• WHAT YOU ARE ASKED TO DO
Could you rewrite everything from the line containing "One keypoint belongs to every instance. Tag the long" down to the end of the entries, swapping "wooden staff" for "walking stick" and leaving all else unchanged?

++++ LISTED ENTRIES ++++

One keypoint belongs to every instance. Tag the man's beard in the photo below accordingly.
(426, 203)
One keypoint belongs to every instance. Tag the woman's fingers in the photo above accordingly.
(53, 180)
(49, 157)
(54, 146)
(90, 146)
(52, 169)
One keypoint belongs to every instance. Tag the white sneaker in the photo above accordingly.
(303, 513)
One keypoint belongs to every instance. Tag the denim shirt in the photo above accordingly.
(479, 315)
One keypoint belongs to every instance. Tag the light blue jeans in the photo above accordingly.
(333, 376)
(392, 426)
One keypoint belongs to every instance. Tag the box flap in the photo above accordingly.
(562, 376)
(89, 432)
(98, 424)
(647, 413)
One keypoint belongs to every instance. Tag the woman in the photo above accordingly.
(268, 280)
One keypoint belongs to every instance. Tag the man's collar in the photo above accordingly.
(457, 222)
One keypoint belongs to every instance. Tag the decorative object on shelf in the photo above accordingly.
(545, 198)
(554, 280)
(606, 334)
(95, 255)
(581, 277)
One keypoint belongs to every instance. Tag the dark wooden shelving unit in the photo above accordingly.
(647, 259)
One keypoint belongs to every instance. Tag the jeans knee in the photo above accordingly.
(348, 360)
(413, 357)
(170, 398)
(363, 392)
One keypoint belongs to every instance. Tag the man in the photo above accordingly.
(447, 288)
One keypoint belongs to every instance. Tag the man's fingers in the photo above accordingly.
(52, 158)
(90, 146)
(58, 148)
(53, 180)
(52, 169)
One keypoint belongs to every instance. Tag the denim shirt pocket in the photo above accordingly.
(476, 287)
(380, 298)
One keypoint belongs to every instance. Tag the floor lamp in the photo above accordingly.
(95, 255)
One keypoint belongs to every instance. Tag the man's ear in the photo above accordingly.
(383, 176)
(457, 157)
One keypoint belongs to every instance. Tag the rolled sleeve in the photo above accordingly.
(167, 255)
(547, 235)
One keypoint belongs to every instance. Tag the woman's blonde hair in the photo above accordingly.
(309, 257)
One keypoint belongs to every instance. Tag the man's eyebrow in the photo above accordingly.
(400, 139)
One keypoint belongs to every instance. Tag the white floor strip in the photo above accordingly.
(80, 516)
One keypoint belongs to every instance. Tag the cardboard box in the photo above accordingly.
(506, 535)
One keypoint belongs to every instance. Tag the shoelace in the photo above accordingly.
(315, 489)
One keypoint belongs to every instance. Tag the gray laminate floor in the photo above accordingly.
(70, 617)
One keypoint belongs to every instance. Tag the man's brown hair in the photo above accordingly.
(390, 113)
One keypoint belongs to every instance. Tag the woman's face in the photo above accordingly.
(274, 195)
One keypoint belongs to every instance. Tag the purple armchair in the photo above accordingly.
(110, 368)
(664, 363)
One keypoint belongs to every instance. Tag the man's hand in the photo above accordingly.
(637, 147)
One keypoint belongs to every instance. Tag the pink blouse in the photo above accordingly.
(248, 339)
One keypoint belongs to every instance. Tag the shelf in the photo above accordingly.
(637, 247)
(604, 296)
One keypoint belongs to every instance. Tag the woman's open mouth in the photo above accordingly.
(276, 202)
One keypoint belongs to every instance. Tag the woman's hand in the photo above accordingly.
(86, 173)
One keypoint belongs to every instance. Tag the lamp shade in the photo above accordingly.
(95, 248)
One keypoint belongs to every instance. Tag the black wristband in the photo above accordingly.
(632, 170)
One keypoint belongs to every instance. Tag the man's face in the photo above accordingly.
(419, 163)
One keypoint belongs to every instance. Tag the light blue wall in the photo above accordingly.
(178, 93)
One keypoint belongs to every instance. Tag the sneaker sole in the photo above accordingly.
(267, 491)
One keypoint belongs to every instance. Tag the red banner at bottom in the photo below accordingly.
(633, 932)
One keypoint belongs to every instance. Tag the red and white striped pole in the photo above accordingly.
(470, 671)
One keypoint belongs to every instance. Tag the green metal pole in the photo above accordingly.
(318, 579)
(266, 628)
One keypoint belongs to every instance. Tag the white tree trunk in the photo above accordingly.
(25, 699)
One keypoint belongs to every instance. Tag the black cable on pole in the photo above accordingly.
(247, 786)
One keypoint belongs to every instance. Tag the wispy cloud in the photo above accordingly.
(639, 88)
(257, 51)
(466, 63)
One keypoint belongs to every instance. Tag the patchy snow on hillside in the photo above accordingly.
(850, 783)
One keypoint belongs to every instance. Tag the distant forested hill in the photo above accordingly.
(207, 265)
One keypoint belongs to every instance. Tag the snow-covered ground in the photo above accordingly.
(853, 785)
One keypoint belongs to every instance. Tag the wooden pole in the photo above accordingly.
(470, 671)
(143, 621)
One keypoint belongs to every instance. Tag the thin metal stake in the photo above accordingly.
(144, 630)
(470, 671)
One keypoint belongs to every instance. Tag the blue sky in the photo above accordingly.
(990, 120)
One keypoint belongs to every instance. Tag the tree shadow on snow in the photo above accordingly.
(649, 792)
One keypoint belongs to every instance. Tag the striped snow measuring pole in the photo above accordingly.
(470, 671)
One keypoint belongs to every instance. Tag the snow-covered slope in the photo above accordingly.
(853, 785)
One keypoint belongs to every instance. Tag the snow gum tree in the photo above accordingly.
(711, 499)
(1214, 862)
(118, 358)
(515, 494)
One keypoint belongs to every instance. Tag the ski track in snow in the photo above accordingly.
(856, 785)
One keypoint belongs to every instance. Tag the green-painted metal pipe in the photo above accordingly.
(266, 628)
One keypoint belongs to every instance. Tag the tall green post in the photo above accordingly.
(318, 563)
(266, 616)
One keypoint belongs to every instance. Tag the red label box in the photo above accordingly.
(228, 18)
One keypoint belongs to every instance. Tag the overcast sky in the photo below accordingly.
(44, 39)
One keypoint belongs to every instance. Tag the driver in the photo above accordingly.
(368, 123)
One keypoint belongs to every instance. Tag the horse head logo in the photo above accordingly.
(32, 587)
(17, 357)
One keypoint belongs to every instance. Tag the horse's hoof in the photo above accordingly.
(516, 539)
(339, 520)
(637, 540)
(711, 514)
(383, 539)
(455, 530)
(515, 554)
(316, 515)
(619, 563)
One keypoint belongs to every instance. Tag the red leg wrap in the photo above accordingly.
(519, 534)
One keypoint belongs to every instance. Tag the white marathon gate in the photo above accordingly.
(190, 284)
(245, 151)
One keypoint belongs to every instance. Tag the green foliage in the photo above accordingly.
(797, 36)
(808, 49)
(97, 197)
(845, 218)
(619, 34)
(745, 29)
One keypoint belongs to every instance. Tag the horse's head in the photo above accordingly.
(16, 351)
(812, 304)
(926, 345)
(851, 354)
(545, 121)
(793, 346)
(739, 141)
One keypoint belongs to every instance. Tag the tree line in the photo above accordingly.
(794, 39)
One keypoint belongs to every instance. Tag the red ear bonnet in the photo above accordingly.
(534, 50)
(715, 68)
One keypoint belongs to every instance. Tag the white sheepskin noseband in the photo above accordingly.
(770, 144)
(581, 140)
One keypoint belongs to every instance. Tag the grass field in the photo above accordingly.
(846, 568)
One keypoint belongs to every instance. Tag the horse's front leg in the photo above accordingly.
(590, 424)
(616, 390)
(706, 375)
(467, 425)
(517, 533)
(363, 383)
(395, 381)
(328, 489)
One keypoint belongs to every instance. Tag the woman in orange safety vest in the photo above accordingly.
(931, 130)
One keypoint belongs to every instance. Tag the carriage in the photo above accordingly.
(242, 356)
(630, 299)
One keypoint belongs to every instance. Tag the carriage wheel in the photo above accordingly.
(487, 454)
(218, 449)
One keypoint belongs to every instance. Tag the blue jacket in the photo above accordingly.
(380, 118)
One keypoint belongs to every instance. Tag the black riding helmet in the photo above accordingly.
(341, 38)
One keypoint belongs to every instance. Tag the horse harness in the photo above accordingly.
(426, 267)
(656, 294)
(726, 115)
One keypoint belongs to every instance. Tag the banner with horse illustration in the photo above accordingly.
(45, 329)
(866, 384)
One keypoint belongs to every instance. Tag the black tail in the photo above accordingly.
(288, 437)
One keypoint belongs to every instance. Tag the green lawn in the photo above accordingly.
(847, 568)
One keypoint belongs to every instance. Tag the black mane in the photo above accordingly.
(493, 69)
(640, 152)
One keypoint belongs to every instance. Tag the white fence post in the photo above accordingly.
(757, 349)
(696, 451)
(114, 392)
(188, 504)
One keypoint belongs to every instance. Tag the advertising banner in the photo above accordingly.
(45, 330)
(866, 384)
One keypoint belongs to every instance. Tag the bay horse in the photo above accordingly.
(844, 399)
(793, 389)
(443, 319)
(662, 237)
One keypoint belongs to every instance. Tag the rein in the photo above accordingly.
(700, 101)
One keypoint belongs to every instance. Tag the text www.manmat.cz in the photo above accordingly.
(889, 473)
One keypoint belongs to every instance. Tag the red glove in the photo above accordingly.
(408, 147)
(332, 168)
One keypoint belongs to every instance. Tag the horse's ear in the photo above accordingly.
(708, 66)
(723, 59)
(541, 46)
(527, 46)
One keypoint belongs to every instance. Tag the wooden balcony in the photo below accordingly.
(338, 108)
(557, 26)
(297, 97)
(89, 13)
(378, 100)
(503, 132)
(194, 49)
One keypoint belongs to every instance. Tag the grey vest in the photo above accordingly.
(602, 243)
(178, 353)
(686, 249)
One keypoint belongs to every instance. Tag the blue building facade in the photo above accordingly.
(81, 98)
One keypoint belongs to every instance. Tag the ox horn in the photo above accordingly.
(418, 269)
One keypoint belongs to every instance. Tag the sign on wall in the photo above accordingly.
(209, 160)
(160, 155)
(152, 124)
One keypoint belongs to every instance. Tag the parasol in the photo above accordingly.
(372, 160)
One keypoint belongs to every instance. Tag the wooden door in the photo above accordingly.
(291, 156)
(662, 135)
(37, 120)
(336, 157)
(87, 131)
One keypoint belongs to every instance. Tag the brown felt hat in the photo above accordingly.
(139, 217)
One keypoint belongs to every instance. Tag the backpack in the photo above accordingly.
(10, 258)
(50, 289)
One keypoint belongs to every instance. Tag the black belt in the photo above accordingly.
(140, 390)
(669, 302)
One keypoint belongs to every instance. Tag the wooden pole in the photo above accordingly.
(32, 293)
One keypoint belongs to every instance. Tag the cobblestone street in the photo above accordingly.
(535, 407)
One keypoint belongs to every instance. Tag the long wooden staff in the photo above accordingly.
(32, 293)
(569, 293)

++++

• FINISHED EXERCISE
One keypoint belongs to every instance. Tag the long walking stick in the photo above accordingly.
(32, 293)
(569, 293)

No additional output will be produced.